YOUR GOAL
Please scale the data starting at the line that contains "the grass, one" and ending at the final line, reproducing every line, requests included. Multiply each pixel coordinate given as an answer by 0.8 and round to a whole number, halves up. Leave the numbers in the requests and their format samples unchanged.

------------

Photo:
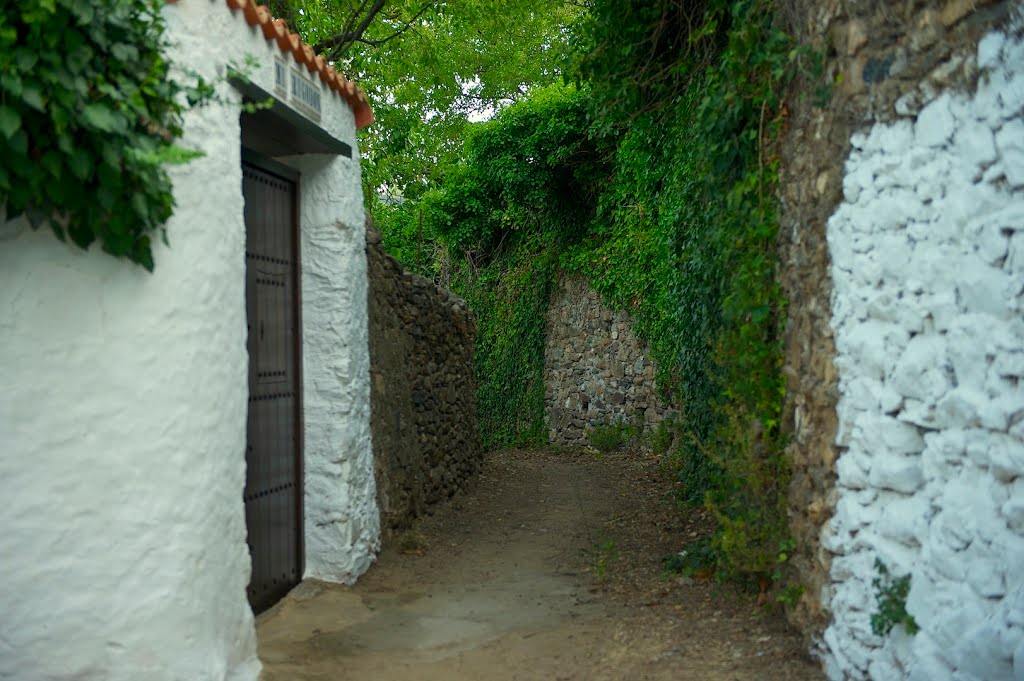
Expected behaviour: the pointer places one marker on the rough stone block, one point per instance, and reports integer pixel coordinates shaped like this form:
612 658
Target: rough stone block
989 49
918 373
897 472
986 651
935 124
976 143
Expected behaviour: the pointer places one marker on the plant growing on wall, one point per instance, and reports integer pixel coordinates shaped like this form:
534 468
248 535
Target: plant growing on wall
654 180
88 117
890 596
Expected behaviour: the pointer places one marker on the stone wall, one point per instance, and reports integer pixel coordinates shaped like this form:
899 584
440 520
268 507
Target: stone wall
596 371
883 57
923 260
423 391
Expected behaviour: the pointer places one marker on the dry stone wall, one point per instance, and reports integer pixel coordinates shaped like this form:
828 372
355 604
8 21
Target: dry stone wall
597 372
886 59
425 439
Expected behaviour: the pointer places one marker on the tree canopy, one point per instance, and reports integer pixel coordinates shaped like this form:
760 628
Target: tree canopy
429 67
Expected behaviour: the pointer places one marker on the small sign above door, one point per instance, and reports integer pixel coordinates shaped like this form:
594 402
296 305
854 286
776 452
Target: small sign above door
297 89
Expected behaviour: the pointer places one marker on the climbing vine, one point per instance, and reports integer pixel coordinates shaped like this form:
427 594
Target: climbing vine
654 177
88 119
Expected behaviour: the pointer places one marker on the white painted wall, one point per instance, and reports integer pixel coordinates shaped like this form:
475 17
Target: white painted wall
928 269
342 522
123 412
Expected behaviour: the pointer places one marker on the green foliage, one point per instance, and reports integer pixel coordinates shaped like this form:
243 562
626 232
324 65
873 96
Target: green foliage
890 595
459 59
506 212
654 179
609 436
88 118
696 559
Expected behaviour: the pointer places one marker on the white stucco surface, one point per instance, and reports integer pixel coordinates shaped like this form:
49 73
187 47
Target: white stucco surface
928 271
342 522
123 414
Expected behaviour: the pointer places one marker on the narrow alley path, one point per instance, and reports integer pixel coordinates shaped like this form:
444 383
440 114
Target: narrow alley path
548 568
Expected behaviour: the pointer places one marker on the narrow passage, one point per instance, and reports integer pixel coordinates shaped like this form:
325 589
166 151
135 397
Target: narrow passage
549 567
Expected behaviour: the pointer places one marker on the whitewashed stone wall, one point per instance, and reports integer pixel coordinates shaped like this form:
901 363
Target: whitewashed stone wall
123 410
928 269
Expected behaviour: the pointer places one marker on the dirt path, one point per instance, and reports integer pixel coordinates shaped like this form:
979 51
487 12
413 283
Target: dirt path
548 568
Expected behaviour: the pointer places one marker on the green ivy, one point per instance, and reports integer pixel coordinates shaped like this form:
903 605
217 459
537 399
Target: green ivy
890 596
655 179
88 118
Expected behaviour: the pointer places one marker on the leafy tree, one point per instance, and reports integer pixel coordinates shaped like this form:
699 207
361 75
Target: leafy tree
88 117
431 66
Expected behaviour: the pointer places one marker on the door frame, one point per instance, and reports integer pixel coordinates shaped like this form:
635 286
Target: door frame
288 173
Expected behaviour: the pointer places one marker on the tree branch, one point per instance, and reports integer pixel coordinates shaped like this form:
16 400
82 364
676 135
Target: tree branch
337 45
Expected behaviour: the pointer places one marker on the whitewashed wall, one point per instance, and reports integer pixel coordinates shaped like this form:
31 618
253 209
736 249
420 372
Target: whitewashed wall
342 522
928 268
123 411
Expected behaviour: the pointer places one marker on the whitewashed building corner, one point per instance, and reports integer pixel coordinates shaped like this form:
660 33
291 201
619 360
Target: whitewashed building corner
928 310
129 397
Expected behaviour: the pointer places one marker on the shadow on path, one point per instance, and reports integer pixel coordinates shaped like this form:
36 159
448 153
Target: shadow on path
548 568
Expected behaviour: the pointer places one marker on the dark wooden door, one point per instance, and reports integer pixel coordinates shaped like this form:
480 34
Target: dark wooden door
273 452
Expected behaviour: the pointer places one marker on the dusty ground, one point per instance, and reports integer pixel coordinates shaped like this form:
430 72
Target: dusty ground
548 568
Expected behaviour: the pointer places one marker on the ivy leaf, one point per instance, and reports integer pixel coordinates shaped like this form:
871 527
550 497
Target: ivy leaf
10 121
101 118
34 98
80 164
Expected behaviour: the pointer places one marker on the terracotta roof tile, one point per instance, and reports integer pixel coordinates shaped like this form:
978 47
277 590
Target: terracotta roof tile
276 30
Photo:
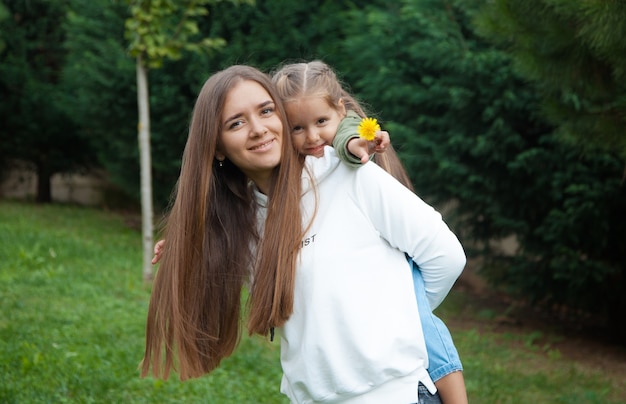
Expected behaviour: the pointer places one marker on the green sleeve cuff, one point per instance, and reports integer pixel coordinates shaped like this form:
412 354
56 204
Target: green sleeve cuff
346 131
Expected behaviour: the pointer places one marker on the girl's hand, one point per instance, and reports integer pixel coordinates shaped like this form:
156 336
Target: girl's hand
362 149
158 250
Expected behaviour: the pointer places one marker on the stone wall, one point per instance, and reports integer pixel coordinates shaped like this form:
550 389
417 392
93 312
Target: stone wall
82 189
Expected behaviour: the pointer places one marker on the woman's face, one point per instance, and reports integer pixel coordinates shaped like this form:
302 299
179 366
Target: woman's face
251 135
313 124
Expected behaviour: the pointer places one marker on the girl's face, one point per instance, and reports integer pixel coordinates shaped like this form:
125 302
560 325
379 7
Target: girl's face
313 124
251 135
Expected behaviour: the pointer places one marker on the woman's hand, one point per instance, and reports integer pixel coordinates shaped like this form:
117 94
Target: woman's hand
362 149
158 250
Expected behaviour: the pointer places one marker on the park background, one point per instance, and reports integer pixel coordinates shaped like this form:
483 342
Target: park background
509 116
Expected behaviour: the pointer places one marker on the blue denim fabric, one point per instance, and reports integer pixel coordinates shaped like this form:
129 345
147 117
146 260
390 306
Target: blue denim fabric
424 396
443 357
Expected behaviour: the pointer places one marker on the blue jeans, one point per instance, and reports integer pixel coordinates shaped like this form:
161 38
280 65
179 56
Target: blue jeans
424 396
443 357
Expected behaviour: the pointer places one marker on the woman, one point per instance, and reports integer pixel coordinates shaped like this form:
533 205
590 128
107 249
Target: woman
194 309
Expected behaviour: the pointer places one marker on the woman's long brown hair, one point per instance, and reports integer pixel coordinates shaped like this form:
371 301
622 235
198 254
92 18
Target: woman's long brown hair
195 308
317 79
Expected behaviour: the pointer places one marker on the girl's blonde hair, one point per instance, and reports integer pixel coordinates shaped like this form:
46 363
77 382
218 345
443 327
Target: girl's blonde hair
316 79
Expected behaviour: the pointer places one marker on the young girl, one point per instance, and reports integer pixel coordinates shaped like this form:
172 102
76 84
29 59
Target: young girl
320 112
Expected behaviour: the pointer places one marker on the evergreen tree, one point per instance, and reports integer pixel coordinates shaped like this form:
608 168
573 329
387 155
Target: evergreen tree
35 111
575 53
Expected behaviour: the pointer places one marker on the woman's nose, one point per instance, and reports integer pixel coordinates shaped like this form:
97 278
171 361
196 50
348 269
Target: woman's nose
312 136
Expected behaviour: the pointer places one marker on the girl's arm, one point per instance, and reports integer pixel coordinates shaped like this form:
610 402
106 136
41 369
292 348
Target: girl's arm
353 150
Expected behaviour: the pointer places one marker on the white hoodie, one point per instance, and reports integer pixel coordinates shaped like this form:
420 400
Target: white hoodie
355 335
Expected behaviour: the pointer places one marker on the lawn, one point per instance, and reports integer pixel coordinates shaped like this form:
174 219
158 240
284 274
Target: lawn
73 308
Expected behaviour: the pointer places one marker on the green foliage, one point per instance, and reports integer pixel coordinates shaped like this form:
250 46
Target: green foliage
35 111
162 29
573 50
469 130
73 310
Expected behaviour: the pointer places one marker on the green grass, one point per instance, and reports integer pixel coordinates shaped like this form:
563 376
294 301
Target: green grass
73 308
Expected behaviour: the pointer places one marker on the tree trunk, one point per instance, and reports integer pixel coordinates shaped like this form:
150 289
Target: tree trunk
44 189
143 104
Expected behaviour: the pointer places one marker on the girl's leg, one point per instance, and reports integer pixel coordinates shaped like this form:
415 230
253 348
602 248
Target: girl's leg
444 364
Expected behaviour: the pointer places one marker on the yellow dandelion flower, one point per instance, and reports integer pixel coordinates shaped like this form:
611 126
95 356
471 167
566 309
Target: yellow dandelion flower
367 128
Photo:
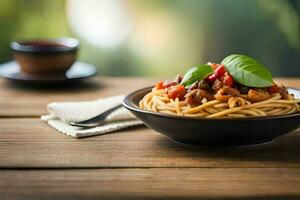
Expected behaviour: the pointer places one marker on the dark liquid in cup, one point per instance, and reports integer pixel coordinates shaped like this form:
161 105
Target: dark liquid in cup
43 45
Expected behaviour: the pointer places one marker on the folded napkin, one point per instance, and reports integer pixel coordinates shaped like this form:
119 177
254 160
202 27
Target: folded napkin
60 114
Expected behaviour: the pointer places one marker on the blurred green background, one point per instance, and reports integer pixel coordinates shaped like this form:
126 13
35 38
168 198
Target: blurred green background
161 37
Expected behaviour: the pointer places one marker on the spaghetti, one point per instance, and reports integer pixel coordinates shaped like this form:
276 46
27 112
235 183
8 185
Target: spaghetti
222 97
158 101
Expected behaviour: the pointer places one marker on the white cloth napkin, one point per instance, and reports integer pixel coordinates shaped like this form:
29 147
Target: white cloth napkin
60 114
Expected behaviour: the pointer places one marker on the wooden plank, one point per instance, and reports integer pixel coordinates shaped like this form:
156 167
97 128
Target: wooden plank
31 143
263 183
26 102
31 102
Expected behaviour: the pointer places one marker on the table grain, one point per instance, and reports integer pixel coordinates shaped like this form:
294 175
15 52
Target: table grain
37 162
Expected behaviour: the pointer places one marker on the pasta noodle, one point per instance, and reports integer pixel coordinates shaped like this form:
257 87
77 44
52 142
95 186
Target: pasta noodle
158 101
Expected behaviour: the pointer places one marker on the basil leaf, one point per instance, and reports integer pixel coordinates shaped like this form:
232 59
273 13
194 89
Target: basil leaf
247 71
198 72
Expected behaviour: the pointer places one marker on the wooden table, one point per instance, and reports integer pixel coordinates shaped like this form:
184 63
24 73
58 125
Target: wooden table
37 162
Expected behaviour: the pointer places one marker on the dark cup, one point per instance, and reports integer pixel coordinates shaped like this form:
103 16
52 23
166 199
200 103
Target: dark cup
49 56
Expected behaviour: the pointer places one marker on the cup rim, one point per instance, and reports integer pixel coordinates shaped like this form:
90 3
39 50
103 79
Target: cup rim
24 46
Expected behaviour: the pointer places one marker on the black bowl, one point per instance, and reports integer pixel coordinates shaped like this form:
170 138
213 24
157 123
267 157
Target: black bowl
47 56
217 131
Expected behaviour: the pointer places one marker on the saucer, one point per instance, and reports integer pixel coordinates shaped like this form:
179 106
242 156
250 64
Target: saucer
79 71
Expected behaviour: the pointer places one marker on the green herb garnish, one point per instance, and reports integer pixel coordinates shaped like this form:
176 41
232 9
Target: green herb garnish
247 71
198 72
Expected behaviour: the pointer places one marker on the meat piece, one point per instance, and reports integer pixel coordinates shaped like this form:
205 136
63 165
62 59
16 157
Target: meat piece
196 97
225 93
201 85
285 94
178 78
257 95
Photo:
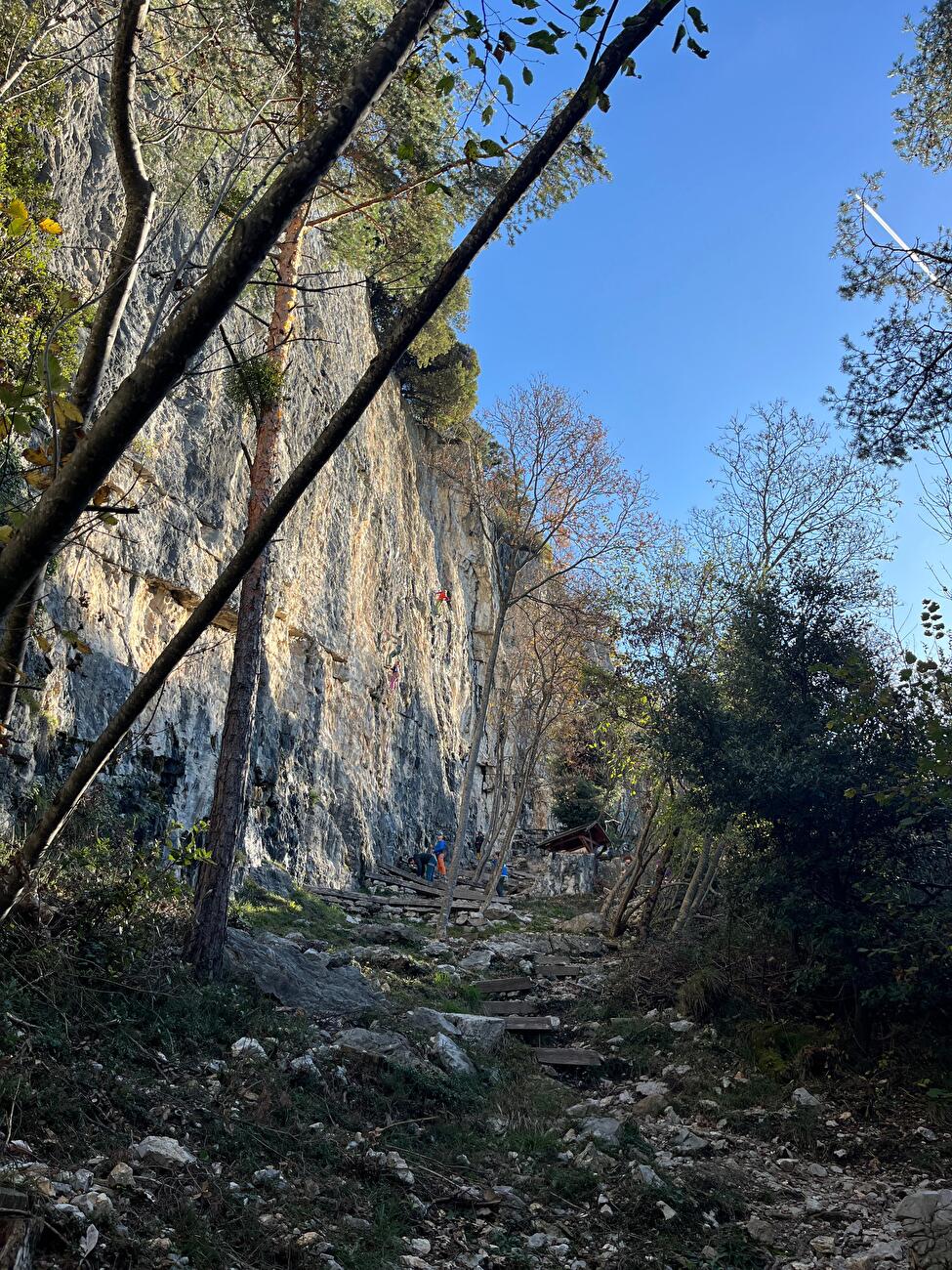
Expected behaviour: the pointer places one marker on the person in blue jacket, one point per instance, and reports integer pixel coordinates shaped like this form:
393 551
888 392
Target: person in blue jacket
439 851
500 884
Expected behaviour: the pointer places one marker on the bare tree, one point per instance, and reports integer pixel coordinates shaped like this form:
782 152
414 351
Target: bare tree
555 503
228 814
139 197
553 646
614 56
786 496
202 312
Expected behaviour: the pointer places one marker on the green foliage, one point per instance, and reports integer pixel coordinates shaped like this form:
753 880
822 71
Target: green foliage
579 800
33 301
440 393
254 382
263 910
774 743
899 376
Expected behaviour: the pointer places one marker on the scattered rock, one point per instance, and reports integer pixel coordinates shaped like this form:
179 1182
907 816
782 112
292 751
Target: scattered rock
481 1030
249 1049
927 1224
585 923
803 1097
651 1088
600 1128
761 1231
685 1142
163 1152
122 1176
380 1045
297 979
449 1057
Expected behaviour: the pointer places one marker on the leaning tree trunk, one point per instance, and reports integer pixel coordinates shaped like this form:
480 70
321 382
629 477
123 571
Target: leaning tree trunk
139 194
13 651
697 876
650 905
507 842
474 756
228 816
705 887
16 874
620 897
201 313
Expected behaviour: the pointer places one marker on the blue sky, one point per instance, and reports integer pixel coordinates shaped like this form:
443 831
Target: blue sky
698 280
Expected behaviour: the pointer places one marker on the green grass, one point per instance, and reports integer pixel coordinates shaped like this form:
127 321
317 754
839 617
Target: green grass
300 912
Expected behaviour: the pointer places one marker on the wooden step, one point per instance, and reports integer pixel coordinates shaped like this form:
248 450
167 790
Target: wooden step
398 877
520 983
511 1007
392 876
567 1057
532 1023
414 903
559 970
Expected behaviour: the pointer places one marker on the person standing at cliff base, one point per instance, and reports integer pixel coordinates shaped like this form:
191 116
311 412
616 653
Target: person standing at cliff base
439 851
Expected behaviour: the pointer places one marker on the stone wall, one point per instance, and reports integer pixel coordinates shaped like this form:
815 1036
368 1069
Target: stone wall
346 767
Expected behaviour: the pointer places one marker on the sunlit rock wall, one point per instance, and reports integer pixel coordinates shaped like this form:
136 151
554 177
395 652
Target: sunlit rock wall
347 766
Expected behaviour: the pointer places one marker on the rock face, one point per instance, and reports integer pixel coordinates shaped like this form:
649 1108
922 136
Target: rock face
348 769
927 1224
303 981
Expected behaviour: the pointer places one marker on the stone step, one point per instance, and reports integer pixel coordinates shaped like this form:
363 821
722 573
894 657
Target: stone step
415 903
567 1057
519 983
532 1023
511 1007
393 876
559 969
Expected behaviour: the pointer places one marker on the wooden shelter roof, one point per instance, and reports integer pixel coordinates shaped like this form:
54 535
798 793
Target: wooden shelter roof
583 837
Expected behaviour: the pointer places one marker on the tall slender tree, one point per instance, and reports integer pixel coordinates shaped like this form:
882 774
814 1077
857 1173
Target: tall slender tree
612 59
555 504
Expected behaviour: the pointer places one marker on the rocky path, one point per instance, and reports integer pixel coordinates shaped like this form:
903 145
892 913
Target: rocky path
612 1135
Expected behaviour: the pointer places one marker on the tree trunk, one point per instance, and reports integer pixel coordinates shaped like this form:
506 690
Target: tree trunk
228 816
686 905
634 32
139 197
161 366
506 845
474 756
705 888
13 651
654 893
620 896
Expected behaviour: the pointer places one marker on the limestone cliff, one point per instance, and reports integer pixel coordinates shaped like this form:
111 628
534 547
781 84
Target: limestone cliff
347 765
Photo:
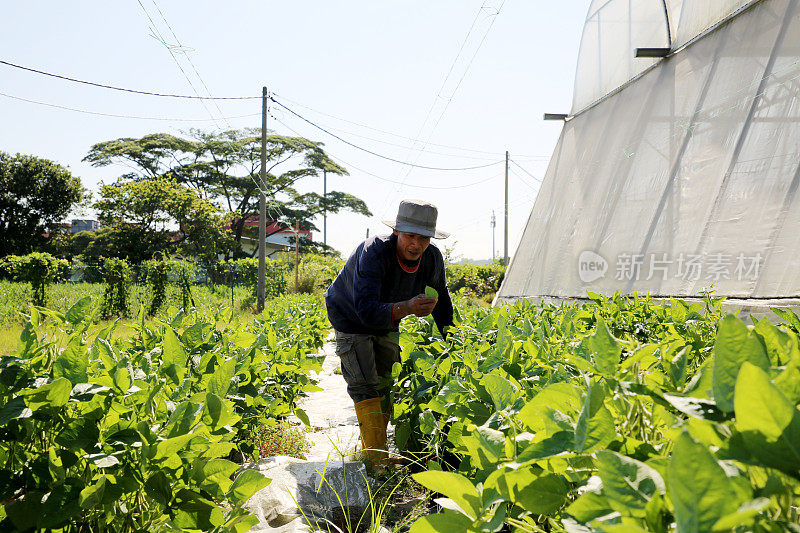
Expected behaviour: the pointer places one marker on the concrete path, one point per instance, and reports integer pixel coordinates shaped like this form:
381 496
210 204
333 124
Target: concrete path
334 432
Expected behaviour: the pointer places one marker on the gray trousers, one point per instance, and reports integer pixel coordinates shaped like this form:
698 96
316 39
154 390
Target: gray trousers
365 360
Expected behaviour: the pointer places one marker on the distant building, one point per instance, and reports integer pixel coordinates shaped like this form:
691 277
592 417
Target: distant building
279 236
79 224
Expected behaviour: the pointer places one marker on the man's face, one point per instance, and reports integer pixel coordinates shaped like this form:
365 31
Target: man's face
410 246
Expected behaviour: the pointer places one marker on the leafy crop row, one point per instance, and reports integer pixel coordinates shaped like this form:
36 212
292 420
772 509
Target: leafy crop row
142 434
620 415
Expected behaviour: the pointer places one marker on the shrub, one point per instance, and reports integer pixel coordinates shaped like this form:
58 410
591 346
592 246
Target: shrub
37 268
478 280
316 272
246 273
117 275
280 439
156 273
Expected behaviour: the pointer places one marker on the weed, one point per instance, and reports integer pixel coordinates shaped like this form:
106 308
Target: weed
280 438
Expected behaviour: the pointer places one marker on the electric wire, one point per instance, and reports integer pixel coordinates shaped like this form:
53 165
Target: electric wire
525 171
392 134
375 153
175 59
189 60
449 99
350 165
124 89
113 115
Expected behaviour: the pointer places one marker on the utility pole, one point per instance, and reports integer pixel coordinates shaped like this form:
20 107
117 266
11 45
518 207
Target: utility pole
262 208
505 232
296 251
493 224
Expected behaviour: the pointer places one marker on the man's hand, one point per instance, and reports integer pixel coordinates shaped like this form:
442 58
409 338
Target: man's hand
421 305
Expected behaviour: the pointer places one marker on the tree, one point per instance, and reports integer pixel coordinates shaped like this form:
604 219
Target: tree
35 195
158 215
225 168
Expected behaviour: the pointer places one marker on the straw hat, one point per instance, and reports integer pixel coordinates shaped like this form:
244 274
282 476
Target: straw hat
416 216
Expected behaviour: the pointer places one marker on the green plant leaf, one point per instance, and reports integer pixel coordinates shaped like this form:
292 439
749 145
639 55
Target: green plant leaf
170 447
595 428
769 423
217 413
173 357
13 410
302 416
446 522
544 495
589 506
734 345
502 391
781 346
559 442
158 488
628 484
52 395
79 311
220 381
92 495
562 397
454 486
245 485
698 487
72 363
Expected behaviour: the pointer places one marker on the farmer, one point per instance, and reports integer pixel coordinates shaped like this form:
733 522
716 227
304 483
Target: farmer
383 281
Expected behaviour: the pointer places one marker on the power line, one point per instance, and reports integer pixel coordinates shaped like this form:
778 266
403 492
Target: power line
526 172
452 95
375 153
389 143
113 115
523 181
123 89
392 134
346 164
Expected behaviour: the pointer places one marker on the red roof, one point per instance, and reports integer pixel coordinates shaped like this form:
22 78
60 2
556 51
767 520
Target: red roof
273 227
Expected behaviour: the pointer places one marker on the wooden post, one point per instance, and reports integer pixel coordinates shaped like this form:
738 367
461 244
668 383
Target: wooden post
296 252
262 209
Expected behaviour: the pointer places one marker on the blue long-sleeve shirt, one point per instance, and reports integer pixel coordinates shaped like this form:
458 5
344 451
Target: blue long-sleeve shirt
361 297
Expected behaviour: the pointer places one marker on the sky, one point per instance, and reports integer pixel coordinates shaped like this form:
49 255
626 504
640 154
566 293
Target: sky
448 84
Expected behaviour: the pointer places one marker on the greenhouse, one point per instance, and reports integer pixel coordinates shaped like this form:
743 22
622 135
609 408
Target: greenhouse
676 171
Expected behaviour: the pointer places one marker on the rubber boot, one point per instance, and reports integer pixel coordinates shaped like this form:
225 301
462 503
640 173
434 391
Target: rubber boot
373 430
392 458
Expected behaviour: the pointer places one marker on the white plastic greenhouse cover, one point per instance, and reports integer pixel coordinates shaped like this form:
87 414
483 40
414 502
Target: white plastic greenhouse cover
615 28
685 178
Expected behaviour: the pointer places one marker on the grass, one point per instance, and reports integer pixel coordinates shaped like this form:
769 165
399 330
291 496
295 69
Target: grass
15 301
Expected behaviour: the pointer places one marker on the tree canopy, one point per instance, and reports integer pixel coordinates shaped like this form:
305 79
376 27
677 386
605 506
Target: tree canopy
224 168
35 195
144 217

------------

WRITTEN ANSWER
Expected behaviour: the pointer places one marker on the grass, one point per instance, and reports integer pixel coordinates shaped like this form:
769 165
399 330
291 496
295 69
Target: grass
12 241
Expected behaviour: the pointer places one marker on the tree canopy, one point per instance, and reports integer pixel coordinates shaped like this form:
305 79
376 27
677 386
605 506
Target: tree canopy
179 134
28 156
115 174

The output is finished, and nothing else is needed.